Exercise.
Reproduce each line from the records that holds "keypoint".

BEGIN

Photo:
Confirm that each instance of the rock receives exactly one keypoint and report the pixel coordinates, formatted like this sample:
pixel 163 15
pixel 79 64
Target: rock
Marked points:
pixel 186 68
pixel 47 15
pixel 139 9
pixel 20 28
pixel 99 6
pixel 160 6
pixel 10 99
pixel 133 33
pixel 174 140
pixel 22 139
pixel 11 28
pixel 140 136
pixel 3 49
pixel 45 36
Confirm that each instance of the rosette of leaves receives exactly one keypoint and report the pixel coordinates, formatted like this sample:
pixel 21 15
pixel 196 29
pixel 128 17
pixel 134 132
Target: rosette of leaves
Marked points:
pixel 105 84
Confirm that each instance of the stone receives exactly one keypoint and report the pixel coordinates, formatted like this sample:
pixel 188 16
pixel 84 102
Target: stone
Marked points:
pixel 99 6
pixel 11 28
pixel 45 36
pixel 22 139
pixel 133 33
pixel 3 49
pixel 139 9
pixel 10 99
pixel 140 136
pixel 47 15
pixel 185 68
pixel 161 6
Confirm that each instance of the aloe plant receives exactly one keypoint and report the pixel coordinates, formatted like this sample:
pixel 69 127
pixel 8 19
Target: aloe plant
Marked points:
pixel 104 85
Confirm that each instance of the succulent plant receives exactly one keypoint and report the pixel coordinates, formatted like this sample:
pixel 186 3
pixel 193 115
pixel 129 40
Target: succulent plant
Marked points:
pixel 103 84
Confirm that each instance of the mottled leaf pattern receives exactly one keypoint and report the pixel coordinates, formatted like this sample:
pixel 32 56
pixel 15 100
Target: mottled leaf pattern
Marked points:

END

Written solution.
Confirm that each instance of the rock receives exactly one keypoint and report the pixel coordinates, formatted like this sample:
Confirm that each instance of the rosette of leaves receives exactly one keypoint and report the pixel coordinates, formatted like this sample:
Confirm that each instance of the stone receives exactly one keypoint and report the pixel coordinates, formatted like this sample:
Confirm that each instance of the aloe plant receives exactly one keypoint and report the pixel coordinates, formatted like this sample:
Confirm that each instance of the succulent plant receives exactly one keypoint and report the pixel coordinates, formatted like this sample:
Confirm that each instance of the mottled leaf pattern receives exactly one keypoint and report the pixel coordinates, formatted like this sample:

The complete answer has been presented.